Collected data
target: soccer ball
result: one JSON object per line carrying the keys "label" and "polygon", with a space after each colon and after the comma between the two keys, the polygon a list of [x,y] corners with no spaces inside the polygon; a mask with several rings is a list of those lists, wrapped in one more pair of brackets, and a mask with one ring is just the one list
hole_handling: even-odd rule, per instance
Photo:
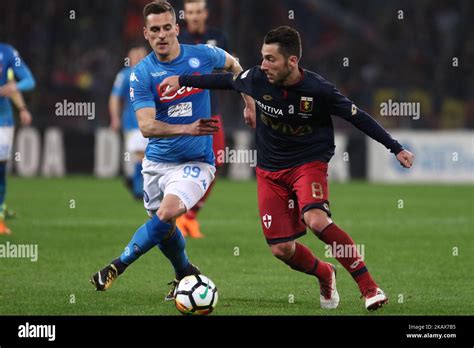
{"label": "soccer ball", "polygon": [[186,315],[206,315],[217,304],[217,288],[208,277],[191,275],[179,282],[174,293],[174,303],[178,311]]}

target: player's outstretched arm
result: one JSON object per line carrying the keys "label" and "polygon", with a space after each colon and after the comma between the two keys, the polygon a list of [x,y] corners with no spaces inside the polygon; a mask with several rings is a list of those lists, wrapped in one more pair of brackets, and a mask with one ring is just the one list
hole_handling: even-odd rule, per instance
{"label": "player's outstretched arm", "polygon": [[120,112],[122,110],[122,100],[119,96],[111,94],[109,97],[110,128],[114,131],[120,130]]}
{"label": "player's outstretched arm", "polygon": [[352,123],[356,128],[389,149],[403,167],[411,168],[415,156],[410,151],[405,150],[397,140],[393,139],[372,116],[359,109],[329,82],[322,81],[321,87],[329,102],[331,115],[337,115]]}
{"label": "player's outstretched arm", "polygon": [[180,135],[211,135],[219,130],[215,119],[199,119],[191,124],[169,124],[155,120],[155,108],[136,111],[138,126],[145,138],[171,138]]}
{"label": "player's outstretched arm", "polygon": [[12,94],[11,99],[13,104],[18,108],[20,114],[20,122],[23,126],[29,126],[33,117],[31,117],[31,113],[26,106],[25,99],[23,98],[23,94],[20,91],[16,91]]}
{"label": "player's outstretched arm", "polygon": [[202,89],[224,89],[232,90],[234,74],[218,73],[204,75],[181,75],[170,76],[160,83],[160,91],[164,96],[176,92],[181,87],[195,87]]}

→ TASK TO CARRY OUT
All pictures are to be dropped, and the records above returned exactly.

→ ANSWER SPACE
target: soccer ball
result: one JSON object per line carrying the keys "label" and "polygon", with a space after each colon and after the comma between the two keys, the polygon a list of [x,y] corners with no spaces inside the polygon; a mask with several rings is a list of those lists, wrapped in one more pair of brackets, and a mask with one ring is just the one list
hole_handling: even-odd rule, per instance
Photo:
{"label": "soccer ball", "polygon": [[186,315],[206,315],[217,304],[217,288],[208,277],[191,275],[179,282],[174,293],[174,303],[178,311]]}

target: player's outstretched arm
result: one JSON object per line carrying the keys "label" and "polygon", with a space after each colon and after the comma between the two keys, the polygon a list of [x,y] corners with no spaces inside the polygon; a mask with several rings is a list of those lists, wrapped in one more pair of brackets, and a mask with one ring is just the one list
hole_handling: even-odd rule, per instance
{"label": "player's outstretched arm", "polygon": [[120,112],[122,110],[122,100],[119,96],[111,94],[109,97],[110,128],[114,131],[120,130]]}
{"label": "player's outstretched arm", "polygon": [[352,123],[356,128],[389,149],[403,167],[411,168],[415,156],[410,151],[405,150],[397,140],[393,139],[372,116],[359,109],[329,82],[322,81],[321,87],[329,102],[331,115],[337,115]]}
{"label": "player's outstretched arm", "polygon": [[180,135],[211,135],[219,130],[215,119],[199,119],[191,124],[169,124],[155,120],[155,108],[136,111],[138,126],[145,138],[171,138]]}
{"label": "player's outstretched arm", "polygon": [[12,94],[11,99],[13,104],[18,108],[20,114],[20,122],[23,126],[29,126],[33,117],[31,117],[31,113],[26,106],[25,99],[23,98],[23,94],[20,91],[16,91]]}
{"label": "player's outstretched arm", "polygon": [[202,89],[224,89],[232,90],[234,74],[218,73],[204,75],[181,75],[170,76],[160,83],[160,91],[164,96],[176,92],[181,87],[195,87]]}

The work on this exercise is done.